======== READING TEXT ========
If you enjoy a milk drink now and again, you alway get a dual boiler and only fire up the service boiler when you want.


----------



## TheHToad (Sep 1, 2018)

MediumRoastSteam said:


> So, I have a La Pavoni, which I downgraded from an e61 machine.
> 
> The grinder is a Niche.
> 
> ...


 I guess it comes down to how often I make it for other people then. From what you said, I guess both pavoni and robot would be great if I mostly make it for myself. It's a shame you didnt get your hands on the robot as well, otherwise I would've been able to steal all your insight to which to pick.

Assuming I want to go for a big machine, any recommendations? Which e61 machine were you on previously?


----------



## MediumRoastSteam (Jul 7, 2015)

TheHToad said:


> I guess it comes down to how often I make it for other people then. From what you said, I guess both pavoni and robot would be great if I mostly make it for myself. It's a shame you didnt get your hands on the robot as well, otherwise I would've been able to steal all your insight to which to pick.
======== STORED DATA ========
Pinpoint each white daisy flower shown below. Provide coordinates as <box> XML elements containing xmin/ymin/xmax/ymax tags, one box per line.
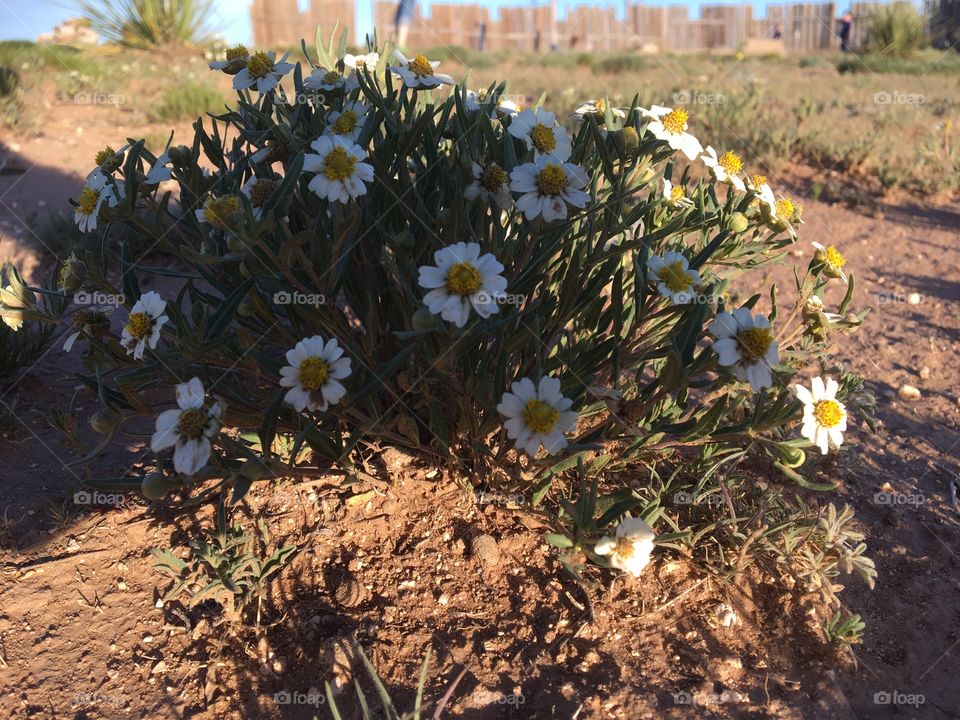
<box><xmin>709</xmin><ymin>308</ymin><xmax>780</xmax><ymax>391</ymax></box>
<box><xmin>73</xmin><ymin>170</ymin><xmax>120</xmax><ymax>232</ymax></box>
<box><xmin>343</xmin><ymin>52</ymin><xmax>380</xmax><ymax>72</ymax></box>
<box><xmin>510</xmin><ymin>155</ymin><xmax>590</xmax><ymax>222</ymax></box>
<box><xmin>303</xmin><ymin>68</ymin><xmax>350</xmax><ymax>92</ymax></box>
<box><xmin>570</xmin><ymin>98</ymin><xmax>627</xmax><ymax>127</ymax></box>
<box><xmin>813</xmin><ymin>242</ymin><xmax>847</xmax><ymax>282</ymax></box>
<box><xmin>497</xmin><ymin>377</ymin><xmax>577</xmax><ymax>457</ymax></box>
<box><xmin>387</xmin><ymin>50</ymin><xmax>456</xmax><ymax>88</ymax></box>
<box><xmin>150</xmin><ymin>378</ymin><xmax>223</xmax><ymax>475</ymax></box>
<box><xmin>233</xmin><ymin>51</ymin><xmax>293</xmax><ymax>94</ymax></box>
<box><xmin>663</xmin><ymin>178</ymin><xmax>693</xmax><ymax>208</ymax></box>
<box><xmin>323</xmin><ymin>100</ymin><xmax>369</xmax><ymax>142</ymax></box>
<box><xmin>700</xmin><ymin>145</ymin><xmax>747</xmax><ymax>192</ymax></box>
<box><xmin>794</xmin><ymin>376</ymin><xmax>847</xmax><ymax>455</ymax></box>
<box><xmin>143</xmin><ymin>150</ymin><xmax>173</xmax><ymax>185</ymax></box>
<box><xmin>463</xmin><ymin>162</ymin><xmax>513</xmax><ymax>210</ymax></box>
<box><xmin>240</xmin><ymin>175</ymin><xmax>280</xmax><ymax>220</ymax></box>
<box><xmin>120</xmin><ymin>290</ymin><xmax>170</xmax><ymax>360</ymax></box>
<box><xmin>640</xmin><ymin>105</ymin><xmax>703</xmax><ymax>160</ymax></box>
<box><xmin>194</xmin><ymin>195</ymin><xmax>243</xmax><ymax>230</ymax></box>
<box><xmin>417</xmin><ymin>242</ymin><xmax>507</xmax><ymax>327</ymax></box>
<box><xmin>280</xmin><ymin>335</ymin><xmax>351</xmax><ymax>412</ymax></box>
<box><xmin>593</xmin><ymin>515</ymin><xmax>657</xmax><ymax>577</ymax></box>
<box><xmin>303</xmin><ymin>135</ymin><xmax>373</xmax><ymax>203</ymax></box>
<box><xmin>509</xmin><ymin>108</ymin><xmax>570</xmax><ymax>162</ymax></box>
<box><xmin>210</xmin><ymin>45</ymin><xmax>250</xmax><ymax>75</ymax></box>
<box><xmin>647</xmin><ymin>252</ymin><xmax>701</xmax><ymax>305</ymax></box>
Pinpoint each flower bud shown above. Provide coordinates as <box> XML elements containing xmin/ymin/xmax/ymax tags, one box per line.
<box><xmin>60</xmin><ymin>253</ymin><xmax>87</xmax><ymax>293</ymax></box>
<box><xmin>730</xmin><ymin>213</ymin><xmax>750</xmax><ymax>233</ymax></box>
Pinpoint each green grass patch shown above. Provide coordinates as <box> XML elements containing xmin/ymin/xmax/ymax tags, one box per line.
<box><xmin>150</xmin><ymin>82</ymin><xmax>226</xmax><ymax>122</ymax></box>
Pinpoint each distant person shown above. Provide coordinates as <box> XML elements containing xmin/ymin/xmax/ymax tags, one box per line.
<box><xmin>837</xmin><ymin>10</ymin><xmax>853</xmax><ymax>52</ymax></box>
<box><xmin>394</xmin><ymin>0</ymin><xmax>417</xmax><ymax>48</ymax></box>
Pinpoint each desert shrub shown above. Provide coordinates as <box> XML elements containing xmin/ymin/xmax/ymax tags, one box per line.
<box><xmin>20</xmin><ymin>32</ymin><xmax>872</xmax><ymax>620</ymax></box>
<box><xmin>75</xmin><ymin>0</ymin><xmax>213</xmax><ymax>48</ymax></box>
<box><xmin>150</xmin><ymin>82</ymin><xmax>224</xmax><ymax>122</ymax></box>
<box><xmin>837</xmin><ymin>50</ymin><xmax>960</xmax><ymax>75</ymax></box>
<box><xmin>593</xmin><ymin>53</ymin><xmax>649</xmax><ymax>73</ymax></box>
<box><xmin>867</xmin><ymin>2</ymin><xmax>926</xmax><ymax>57</ymax></box>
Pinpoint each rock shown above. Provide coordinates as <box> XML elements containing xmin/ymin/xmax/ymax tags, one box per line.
<box><xmin>897</xmin><ymin>385</ymin><xmax>920</xmax><ymax>400</ymax></box>
<box><xmin>333</xmin><ymin>576</ymin><xmax>366</xmax><ymax>607</ymax></box>
<box><xmin>470</xmin><ymin>534</ymin><xmax>500</xmax><ymax>568</ymax></box>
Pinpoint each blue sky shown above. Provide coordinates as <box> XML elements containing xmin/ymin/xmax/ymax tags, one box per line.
<box><xmin>0</xmin><ymin>0</ymin><xmax>812</xmax><ymax>44</ymax></box>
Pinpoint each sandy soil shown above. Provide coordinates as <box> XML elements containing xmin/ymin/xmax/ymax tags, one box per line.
<box><xmin>0</xmin><ymin>98</ymin><xmax>960</xmax><ymax>719</ymax></box>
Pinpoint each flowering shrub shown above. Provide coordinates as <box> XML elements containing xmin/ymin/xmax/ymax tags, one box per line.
<box><xmin>4</xmin><ymin>31</ymin><xmax>870</xmax><ymax>600</ymax></box>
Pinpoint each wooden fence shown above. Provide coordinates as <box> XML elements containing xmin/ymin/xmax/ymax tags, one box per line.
<box><xmin>250</xmin><ymin>0</ymin><xmax>869</xmax><ymax>53</ymax></box>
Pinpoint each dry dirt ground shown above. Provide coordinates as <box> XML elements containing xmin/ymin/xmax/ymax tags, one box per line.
<box><xmin>0</xmin><ymin>98</ymin><xmax>960</xmax><ymax>719</ymax></box>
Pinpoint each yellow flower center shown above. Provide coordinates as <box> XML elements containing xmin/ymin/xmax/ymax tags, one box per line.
<box><xmin>93</xmin><ymin>145</ymin><xmax>117</xmax><ymax>167</ymax></box>
<box><xmin>447</xmin><ymin>262</ymin><xmax>483</xmax><ymax>296</ymax></box>
<box><xmin>737</xmin><ymin>328</ymin><xmax>773</xmax><ymax>360</ymax></box>
<box><xmin>323</xmin><ymin>147</ymin><xmax>357</xmax><ymax>182</ymax></box>
<box><xmin>523</xmin><ymin>400</ymin><xmax>560</xmax><ymax>433</ymax></box>
<box><xmin>203</xmin><ymin>195</ymin><xmax>240</xmax><ymax>228</ymax></box>
<box><xmin>660</xmin><ymin>108</ymin><xmax>690</xmax><ymax>135</ymax></box>
<box><xmin>717</xmin><ymin>150</ymin><xmax>743</xmax><ymax>175</ymax></box>
<box><xmin>333</xmin><ymin>110</ymin><xmax>357</xmax><ymax>135</ymax></box>
<box><xmin>300</xmin><ymin>357</ymin><xmax>330</xmax><ymax>392</ymax></box>
<box><xmin>657</xmin><ymin>260</ymin><xmax>693</xmax><ymax>292</ymax></box>
<box><xmin>77</xmin><ymin>187</ymin><xmax>100</xmax><ymax>215</ymax></box>
<box><xmin>408</xmin><ymin>55</ymin><xmax>433</xmax><ymax>77</ymax></box>
<box><xmin>127</xmin><ymin>313</ymin><xmax>153</xmax><ymax>340</ymax></box>
<box><xmin>177</xmin><ymin>408</ymin><xmax>210</xmax><ymax>440</ymax></box>
<box><xmin>480</xmin><ymin>163</ymin><xmax>507</xmax><ymax>192</ymax></box>
<box><xmin>823</xmin><ymin>245</ymin><xmax>847</xmax><ymax>270</ymax></box>
<box><xmin>775</xmin><ymin>198</ymin><xmax>797</xmax><ymax>220</ymax></box>
<box><xmin>537</xmin><ymin>164</ymin><xmax>567</xmax><ymax>195</ymax></box>
<box><xmin>530</xmin><ymin>123</ymin><xmax>557</xmax><ymax>153</ymax></box>
<box><xmin>250</xmin><ymin>178</ymin><xmax>277</xmax><ymax>207</ymax></box>
<box><xmin>813</xmin><ymin>400</ymin><xmax>843</xmax><ymax>428</ymax></box>
<box><xmin>227</xmin><ymin>45</ymin><xmax>250</xmax><ymax>60</ymax></box>
<box><xmin>247</xmin><ymin>52</ymin><xmax>273</xmax><ymax>79</ymax></box>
========
### TASK SET
1. Quote the espresso machine thread from "If you enjoy" to "(Sep 1, 2018)", inclusive.
2. Answer these questions using the espresso machine thread:
(a) Which grinder does MediumRoastSteam have?
(b) What kind of machine did MediumRoastSteam have before downgrading to the La Pavoni?
(c) Which two machines does TheHToad think would be great for someone who mostly makes drinks for themselves?
3. Summarize the espresso machine thread in two sentences.

### SOLUTIONS FOR EACH TASK
1.
If you enjoy a milk drink now and again, you alway get a dual boiler and only fire up the service boiler when you want.


----------



## TheHToad (Sep 1, 2018)

2.
(a) A Niche.
(b) An e61 machine.
(c) The Pavoni and the robot.

3. The thread opens with the advice that someone who enjoys an occasional milk drink can get a dual boiler and fire up the service boiler only when wanted. Replying to MediumRoastSteam, who has a La Pavoni (downgraded from an e61 machine) and a Niche grinder, TheHToad concludes that the choice depends on how often drinks are made for other people, notes that both the Pavoni and the robot would be great for mostly personal use, and asks for big-machine recommendations and which e61 machine MediumRoastSteam owned previously.